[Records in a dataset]
____

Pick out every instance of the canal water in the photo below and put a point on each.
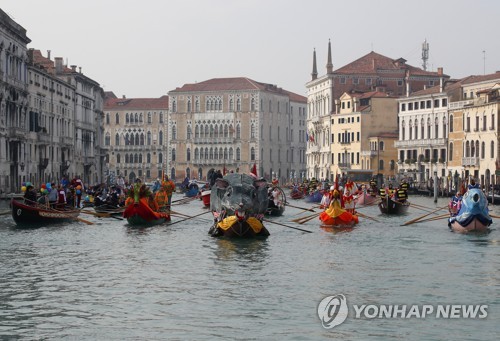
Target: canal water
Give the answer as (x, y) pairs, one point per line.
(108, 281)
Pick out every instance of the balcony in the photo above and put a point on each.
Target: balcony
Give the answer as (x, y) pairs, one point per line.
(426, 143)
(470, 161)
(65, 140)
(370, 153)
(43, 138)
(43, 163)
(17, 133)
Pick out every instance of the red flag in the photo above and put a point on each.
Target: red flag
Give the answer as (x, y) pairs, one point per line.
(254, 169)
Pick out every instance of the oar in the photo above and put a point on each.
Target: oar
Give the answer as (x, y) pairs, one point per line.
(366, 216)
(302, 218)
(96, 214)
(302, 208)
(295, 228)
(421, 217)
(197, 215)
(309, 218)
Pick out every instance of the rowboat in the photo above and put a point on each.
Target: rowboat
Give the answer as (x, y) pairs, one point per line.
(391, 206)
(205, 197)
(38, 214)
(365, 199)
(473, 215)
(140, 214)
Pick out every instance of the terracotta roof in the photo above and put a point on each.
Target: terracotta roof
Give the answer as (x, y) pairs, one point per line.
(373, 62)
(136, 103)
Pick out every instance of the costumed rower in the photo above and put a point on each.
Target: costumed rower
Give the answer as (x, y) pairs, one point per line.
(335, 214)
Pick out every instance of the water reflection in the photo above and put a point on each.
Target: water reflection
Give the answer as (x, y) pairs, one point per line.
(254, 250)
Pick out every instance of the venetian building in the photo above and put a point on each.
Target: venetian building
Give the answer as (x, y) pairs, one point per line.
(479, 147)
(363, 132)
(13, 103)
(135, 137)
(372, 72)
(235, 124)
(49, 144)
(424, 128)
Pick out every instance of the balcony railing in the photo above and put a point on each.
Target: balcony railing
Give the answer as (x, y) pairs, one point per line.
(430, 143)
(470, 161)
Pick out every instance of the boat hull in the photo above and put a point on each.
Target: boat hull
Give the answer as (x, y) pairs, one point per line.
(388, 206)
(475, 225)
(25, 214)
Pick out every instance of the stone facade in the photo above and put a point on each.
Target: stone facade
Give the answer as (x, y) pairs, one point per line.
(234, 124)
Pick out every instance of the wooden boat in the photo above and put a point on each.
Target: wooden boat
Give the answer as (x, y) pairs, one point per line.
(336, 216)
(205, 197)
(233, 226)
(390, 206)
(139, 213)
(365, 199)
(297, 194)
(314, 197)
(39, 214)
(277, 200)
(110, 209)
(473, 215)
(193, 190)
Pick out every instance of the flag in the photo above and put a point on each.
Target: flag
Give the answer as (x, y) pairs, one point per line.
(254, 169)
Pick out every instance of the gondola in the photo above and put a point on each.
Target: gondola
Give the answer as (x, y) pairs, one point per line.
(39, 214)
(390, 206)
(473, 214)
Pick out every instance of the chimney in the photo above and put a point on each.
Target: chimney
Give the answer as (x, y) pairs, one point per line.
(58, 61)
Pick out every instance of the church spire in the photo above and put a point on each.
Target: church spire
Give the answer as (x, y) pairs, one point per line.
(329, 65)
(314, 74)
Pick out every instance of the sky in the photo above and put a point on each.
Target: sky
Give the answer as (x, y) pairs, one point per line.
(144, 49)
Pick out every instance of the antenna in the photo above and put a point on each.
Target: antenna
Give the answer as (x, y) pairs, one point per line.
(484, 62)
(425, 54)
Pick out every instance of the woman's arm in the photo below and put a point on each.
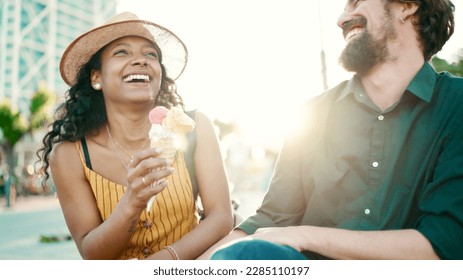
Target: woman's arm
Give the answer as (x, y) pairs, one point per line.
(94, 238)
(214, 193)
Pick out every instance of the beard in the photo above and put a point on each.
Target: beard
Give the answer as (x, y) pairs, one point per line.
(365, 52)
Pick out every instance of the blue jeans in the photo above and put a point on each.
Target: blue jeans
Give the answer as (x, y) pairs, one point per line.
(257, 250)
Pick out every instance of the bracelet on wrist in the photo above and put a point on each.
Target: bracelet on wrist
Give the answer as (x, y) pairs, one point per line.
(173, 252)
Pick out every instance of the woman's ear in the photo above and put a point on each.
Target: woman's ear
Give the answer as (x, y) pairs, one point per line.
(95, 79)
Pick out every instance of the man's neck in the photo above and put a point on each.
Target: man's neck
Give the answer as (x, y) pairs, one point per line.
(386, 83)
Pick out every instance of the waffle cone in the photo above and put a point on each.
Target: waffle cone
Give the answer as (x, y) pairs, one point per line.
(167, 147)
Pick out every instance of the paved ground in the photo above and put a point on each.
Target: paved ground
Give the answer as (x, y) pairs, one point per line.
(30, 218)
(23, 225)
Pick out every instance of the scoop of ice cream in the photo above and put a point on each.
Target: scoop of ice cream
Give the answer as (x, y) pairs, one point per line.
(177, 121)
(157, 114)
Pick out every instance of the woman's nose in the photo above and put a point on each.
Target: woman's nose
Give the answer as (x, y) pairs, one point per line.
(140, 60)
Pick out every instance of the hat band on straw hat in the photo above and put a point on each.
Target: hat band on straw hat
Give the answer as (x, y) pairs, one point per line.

____

→ TASK STATEMENT:
Output every line of the records above as a numbered list, skipping blank lines and leaving the pictures out.

→ RIGHT ANSWER:
1. Pick out every instance of the canal water in the photo below and put a point on each.
2. Target: canal water
3. Give the answer as (x, y) pairs, one point per line.
4. (108, 281)
5. Pick out every instance of the balcony in the photo above and put a point on each.
6. Target: balcony
7. Give the answer as (x, y) pairs, one point per line.
8. (426, 143)
9. (470, 161)
10. (65, 140)
11. (370, 153)
12. (43, 138)
13. (43, 163)
14. (17, 133)
15. Pick out every instance of the red flag in the photo above and put a point on each.
16. Target: red flag
17. Give the answer as (x, y) pairs, one point per line.
18. (254, 169)
19. Pick out every instance of the oar in the photo above and put a point on each.
20. Target: oar
21. Give the answer as (x, y) pairs, one point per line.
22. (366, 216)
23. (302, 218)
24. (96, 214)
25. (302, 208)
26. (295, 228)
27. (421, 217)
28. (197, 215)
29. (309, 218)
30. Pick out every instance of the rowboat in the photo above and put a point on each.
31. Target: rowboat
32. Give the answer as (x, y) pairs, one point per line.
33. (391, 206)
34. (205, 197)
35. (38, 214)
36. (365, 199)
37. (473, 215)
38. (140, 214)
39. Pick out every instance of the terracotta roof in the photo above and put a point on each.
40. Target: terracotta roof
41. Give the answer as (x, y) pairs, one point per line.
42. (373, 62)
43. (136, 103)
44. Pick out every instance of the costumed rower in the photo above and put a point on each.
45. Target: costumed rower
46. Give the answer as (x, y) pairs, one point per line.
47. (335, 214)
48. Pick out every instance of the water reflection in the photo above and put a point on each.
49. Target: water reflection
50. Give the answer as (x, y) pairs, one point per line.
51. (254, 250)
52. Pick out every instance of the venetian building in the photo above and put a point on each.
53. Target: venetian building
54. Give the answer as (x, y) pairs, one point per line.
55. (479, 147)
56. (363, 132)
57. (13, 103)
58. (135, 137)
59. (372, 72)
60. (235, 124)
61. (49, 144)
62. (424, 128)
63. Pick out every instance of the balcony railing in the photo above and put a point on each.
64. Target: balcony railing
65. Give the answer as (x, y) pairs, one point per line.
66. (430, 143)
67. (470, 161)
68. Pick out every instance of the boat hull in the photo above and put a point on each.
69. Target: boat hull
70. Give the answer as (x, y) pairs, one point per line.
71. (388, 206)
72. (475, 225)
73. (25, 214)
74. Pick out every instance of the stone facade in the photo above and put a point on each.
75. Target: stone facade
76. Give the answer as (x, y) pairs, one point per line.
77. (234, 124)
78. Pick out every instance of the wooden boat in the photo above and put a point on each.
79. Target: wooden boat
80. Give the answer as (x, y) pairs, one point per line.
81. (336, 216)
82. (205, 197)
83. (233, 226)
84. (390, 206)
85. (139, 213)
86. (365, 199)
87. (297, 194)
88. (314, 197)
89. (39, 214)
90. (277, 200)
91. (110, 209)
92. (473, 215)
93. (193, 190)
94. Pick out every instance of the flag in the photo above and put a point on each.
95. Target: flag
96. Give the answer as (x, y) pairs, one point per line.
97. (254, 169)
98. Pick out every instance of the gondola in the photo above and put a point on each.
99. Target: gondola
100. Give the answer as (x, y) pairs, one point per line.
101. (39, 214)
102. (390, 206)
103. (473, 214)
104. Pick out every instance of the chimney in the photo above and put a point on each.
105. Target: chimney
106. Give the answer as (x, y) pairs, one point per line.
107. (58, 61)
108. Pick out every instance of the church spire in the photo above and put a point on each.
109. Target: church spire
110. Give the answer as (x, y) pairs, one point per line.
111. (329, 65)
112. (314, 74)
113. Pick out every instance of the sky in the photo above and put a point on each.
114. Target: sky
115. Give the answer as (x, y) pairs, one point per line.
116. (144, 49)
117. Pick out every instance of the antenna in the photo above and put a point on each.
118. Target: antenna
119. Give the answer as (x, y) pairs, one point per line.
120. (484, 62)
121. (425, 54)
122. Pick out every instance of the woman's arm in the photo below and put a point on each.
123. Target: woman's arm
124. Give the answer as (x, y) pairs, one point per line.
125. (94, 238)
126. (214, 193)
127. Pick out every instance of the beard in the photo above and put a point on each.
128. Target: beard
129. Give the answer as (x, y) pairs, one point per line.
130. (365, 52)
131. Pick out every instance of the blue jeans in the photo above and put a point on each.
132. Target: blue jeans
133. Give the answer as (x, y) pairs, one point per line.
134. (257, 250)
135. Pick out every instance of the bracelet on wrist in the photo above and put a point on each.
136. Target: bracelet on wrist
137. Give the answer as (x, y) pairs, one point per line.
138. (173, 252)
139. Pick out every instance of the woman's ear in the photo above and put a point on each.
140. Target: woman's ear
141. Give the answer as (x, y) pairs, one point per line.
142. (95, 79)
143. Pick out every instance of the man's neck in the photo above and put a point on each.
144. Target: man's neck
145. Give the answer as (x, y) pairs, one point per line.
146. (386, 83)
147. Pick out every instance of the waffle cone in the photo above and put a point on each.
148. Target: waffle cone
149. Give the answer as (x, y) pairs, one point per line.
150. (167, 147)
151. Pick out every instance of the paved ground in the photo above and put a point on each.
152. Target: paved ground
153. Give the answer as (x, y) pairs, one point per line.
154. (30, 218)
155. (23, 225)
156. Pick out every instance of the scoop of ice cream in the photo above and put a point on each.
157. Target: scoop of ice cream
158. Give the answer as (x, y) pairs, one point per line.
159. (177, 121)
160. (157, 114)
161. Pick out every instance of the woman's nose in the photo above and put a point on each.
162. Target: woman's nose
163. Give the answer as (x, y) pairs, one point per line.
164. (140, 60)
165. Pick out every instance of the hat band on straw hat in the photo above and put a point on each.
166. Target: hat band on straw hat
167. Give the answer as (x, y) pairs, one point per line.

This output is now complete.